→ Task brief: How do the lines below between the ones holding "In this exercise you will indicate the long" and "x=152, y=411", inclusive, read? Give them again exactly, with no other lines.

Data items:

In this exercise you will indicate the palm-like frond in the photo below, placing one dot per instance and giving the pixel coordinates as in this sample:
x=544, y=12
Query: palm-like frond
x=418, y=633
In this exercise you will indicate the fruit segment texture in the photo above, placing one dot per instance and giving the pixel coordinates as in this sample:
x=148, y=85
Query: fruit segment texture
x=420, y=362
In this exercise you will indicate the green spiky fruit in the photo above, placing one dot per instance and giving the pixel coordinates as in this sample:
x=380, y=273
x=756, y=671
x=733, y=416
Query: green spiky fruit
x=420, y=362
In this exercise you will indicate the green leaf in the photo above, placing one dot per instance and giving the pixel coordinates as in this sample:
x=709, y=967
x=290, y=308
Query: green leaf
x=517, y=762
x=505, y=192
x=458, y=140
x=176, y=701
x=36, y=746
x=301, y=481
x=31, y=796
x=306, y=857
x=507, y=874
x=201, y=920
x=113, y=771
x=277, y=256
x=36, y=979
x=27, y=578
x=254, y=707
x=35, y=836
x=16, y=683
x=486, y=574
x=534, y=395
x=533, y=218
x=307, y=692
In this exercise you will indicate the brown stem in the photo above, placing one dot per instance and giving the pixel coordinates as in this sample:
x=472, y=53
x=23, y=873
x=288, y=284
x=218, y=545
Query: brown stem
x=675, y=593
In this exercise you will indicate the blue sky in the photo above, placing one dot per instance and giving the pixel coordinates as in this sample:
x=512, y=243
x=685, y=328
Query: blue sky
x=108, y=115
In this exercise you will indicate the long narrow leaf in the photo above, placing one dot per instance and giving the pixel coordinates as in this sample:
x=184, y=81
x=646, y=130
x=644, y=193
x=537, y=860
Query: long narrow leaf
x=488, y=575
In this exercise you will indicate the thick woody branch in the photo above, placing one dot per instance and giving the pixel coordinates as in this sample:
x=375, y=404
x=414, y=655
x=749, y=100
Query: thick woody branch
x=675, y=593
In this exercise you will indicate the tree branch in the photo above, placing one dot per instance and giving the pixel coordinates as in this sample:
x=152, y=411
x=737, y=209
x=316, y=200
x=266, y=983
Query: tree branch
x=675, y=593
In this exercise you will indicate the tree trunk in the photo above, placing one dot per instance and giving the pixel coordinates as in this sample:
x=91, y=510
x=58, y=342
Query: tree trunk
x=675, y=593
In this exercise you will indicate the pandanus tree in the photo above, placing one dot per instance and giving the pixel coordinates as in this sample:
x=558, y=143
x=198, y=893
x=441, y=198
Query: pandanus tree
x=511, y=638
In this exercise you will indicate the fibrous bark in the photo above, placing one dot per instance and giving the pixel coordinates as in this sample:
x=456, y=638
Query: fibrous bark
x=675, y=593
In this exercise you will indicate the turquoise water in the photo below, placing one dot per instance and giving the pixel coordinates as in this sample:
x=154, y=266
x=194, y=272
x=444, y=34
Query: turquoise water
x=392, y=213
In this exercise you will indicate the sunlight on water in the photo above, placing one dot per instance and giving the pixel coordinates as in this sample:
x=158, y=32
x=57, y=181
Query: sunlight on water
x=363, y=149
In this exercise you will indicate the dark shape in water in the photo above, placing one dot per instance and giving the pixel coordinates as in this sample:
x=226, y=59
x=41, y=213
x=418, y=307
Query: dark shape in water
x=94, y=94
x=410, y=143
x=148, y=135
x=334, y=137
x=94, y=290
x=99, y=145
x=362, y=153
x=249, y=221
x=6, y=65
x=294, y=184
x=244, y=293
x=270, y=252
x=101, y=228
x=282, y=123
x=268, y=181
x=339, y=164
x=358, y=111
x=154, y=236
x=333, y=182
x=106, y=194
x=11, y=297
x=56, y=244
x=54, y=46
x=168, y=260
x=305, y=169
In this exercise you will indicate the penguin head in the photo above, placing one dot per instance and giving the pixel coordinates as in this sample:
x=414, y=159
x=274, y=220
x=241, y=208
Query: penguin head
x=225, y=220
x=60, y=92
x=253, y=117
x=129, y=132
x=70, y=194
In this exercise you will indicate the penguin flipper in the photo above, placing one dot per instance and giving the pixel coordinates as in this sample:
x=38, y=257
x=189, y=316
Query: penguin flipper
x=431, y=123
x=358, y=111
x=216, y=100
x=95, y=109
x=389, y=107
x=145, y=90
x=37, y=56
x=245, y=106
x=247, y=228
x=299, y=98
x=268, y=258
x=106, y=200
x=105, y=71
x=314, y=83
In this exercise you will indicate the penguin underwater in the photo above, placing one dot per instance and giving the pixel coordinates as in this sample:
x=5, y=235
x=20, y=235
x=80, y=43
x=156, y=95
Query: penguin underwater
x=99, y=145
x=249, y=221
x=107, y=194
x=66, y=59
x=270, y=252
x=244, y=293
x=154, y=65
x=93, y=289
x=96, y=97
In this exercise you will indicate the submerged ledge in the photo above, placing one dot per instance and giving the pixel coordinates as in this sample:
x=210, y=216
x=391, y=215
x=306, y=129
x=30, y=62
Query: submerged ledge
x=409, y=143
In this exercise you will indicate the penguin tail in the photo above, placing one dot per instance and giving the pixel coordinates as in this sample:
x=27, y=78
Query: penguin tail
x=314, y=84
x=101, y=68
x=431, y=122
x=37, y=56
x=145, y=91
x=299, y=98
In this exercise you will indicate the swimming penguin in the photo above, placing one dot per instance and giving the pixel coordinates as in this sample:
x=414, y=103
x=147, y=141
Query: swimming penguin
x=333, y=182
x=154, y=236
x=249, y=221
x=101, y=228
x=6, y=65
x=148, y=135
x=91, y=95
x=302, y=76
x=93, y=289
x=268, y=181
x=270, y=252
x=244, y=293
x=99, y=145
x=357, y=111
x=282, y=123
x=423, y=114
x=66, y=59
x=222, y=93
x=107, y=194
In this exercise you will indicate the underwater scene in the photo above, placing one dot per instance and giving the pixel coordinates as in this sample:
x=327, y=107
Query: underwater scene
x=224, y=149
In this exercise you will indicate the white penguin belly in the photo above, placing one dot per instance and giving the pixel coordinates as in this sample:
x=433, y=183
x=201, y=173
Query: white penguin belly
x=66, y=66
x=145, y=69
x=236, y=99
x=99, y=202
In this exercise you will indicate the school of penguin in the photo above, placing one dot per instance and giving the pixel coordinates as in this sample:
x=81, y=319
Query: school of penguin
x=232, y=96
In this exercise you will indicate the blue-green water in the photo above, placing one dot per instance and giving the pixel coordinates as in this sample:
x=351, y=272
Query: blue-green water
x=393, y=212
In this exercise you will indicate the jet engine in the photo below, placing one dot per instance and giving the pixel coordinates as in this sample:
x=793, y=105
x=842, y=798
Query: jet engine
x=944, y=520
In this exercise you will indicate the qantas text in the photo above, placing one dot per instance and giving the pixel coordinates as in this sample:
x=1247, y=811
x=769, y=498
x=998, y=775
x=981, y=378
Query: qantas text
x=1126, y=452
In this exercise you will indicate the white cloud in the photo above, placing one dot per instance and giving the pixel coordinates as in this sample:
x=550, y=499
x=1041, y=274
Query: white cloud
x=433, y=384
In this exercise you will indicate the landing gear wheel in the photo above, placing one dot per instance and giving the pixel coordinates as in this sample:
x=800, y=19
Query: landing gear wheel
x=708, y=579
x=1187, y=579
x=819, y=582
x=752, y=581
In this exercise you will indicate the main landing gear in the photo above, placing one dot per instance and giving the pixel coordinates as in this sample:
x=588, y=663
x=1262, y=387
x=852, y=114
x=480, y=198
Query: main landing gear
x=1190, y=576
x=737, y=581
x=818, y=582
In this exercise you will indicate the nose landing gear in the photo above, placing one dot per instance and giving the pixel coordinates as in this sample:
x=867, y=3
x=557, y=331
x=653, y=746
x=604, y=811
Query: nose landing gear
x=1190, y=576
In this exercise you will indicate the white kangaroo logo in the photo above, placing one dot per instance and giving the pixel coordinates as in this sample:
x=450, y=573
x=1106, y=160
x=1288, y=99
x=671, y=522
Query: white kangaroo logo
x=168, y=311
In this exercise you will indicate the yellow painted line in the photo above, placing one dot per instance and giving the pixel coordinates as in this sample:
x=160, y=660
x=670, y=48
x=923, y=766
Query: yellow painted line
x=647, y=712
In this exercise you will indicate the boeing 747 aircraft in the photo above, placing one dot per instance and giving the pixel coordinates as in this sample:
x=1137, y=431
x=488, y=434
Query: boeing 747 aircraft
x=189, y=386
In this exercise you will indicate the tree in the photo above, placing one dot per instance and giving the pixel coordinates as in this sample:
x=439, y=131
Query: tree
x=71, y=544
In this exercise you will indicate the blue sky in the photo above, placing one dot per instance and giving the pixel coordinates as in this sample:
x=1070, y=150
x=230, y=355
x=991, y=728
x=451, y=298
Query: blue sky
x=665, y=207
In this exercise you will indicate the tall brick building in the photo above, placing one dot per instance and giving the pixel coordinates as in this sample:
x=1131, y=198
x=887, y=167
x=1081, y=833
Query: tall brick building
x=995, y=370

→ Result of this task:
In this exercise you will indicate the long narrow leaf in the photo above, placing one dot per instance and giving the pixel coordinates as in this sample:
x=184, y=81
x=646, y=130
x=644, y=193
x=537, y=860
Query: long narrow leaf
x=488, y=575
In this exercise you will indicate the thick woody branch in the photo above, placing one dot per instance and giving the pixel coordinates as in this sample:
x=375, y=404
x=414, y=655
x=749, y=100
Query: thick woody branch
x=675, y=593
In this exercise you will indicate the tree branch in the photo above, placing one dot per instance and giving the pixel coordinates as in this sample:
x=152, y=411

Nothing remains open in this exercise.